-------- SOURCE PASSAGE --------

Right. The tick can see either the lazy resched bit "ignored" or some
magic "RCU needs a quiescent state" and force a reschedule.

> 	Plus...
>
> 3.	For nohz_full CPUs that run for a long time in the kernel,
> 	there are no scheduling-clock interrupts.  RCU reaches for
> 	the resched_cpu() hammer a few jiffies into the grace period.
> 	And it sets the ->rcu_urgent_qs flag so that the holdout CPU's
> 	interrupt-entry code will re-enable its scheduling-clock interrupt
> 	upon receiving the resched_cpu() IPI.

You can spare the IPI by setting NEED_RESCHED on the remote CPU which
will cause it to preempt.

> 	So nohz_full CPUs should be OK as far as RCU is concerned.
> 	Other subsystems might have other opinions.
>
> 4.	As another optimization, kvfree_rcu() could unconditionally
> 	check preempt_count() to sense a clean environment suitable for
> 	memory allocation.

Correct. All the limitations of preempt count being useless are gone.

> 5.	Kconfig files with "select TASKS_RCU if PREEMPTION" must
> 	instead say "select TASKS_RCU".  This means that the #else
> 	in include/linux/rcupdate.h that defines TASKS_RCU in terms of
> 	vanilla RCU must go.  There might be be some fallout if something
> 	fails to select TASKS_RCU, builds only with CONFIG_PREEMPT_NONE=y,
> 	and expects call_rcu_tasks(), synchronize_rcu_tasks(), or
> 	rcu_tasks_classic_qs() do do something useful.

In the end there is no CONFIG_PREEMPT_XXX anymore. The only knob
remaining would be CONFIG_PREEMPT_RT, which should be renamed to
CONFIG_RT or such as it does not really change the preemption
model itself. RT just reduces the preemption disabled sections with the
lock conversions, forced interrupt threading and some more.

> 6.	You might think that RCU Tasks (as opposed to RCU Tasks Trace
> 	or RCU Tasks Rude) would need those pesky cond_resched() calls
> 	to stick around.  The reason is that RCU Tasks readers are ended
> 	only by voluntary context switches.  This means that although a
> 	preemptible infinite loop in the kernel won't inconvenience a
> 	real-time task (nor an non-real-time task for all that long),
> 	and won't delay grace periods for the other flavors of RCU,
> 	it would indefinitely delay an RCU Tasks grace period.

-------- RECORD EXTRACTS --------

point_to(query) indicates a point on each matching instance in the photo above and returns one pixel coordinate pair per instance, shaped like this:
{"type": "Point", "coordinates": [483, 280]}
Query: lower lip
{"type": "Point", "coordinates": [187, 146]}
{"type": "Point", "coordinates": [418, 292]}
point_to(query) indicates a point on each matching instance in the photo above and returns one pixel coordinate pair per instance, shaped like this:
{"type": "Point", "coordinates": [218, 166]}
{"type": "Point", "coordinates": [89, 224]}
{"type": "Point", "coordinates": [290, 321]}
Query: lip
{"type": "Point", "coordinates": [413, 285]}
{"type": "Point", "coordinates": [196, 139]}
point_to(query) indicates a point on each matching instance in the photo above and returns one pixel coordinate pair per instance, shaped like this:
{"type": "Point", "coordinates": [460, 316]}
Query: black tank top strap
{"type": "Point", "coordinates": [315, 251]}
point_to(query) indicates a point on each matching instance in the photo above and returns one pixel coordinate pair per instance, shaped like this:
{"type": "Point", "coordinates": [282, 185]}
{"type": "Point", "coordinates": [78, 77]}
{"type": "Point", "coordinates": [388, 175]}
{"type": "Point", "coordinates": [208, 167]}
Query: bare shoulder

--------
-------- RECORD EXTRACTS --------

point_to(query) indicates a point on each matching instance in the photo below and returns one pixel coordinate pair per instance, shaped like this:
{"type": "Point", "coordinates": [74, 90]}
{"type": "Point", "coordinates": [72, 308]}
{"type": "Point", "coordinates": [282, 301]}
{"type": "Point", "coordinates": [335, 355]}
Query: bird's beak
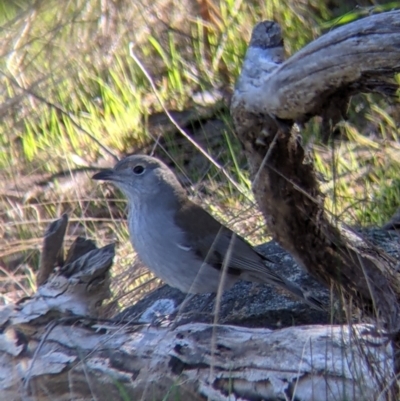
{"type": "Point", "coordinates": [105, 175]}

--------

* **SHORT PROBLEM 1**: Translate this sentence from the RCU thread into German: "You can spare the IPI by setting NEED_RESCHED on the remote CPU which will cause it to preempt."
* **SHORT PROBLEM 2**: Reproduce word for word the part of the RCU thread that opens with the words containing "You can spare" and closes with "have other opinions.".

* **RESPONSE 1**: Man kann sich den IPI sparen, indem man NEED_RESCHED auf der entfernten CPU setzt, wodurch diese präemptiert wird.

* **RESPONSE 2**:
You can spare the IPI by setting NEED_RESCHED on the remote CPU which
will cause it to preempt.

> 	So nohz_full CPUs should be OK as far as RCU is concerned.
> 	Other subsystems might have other opinions.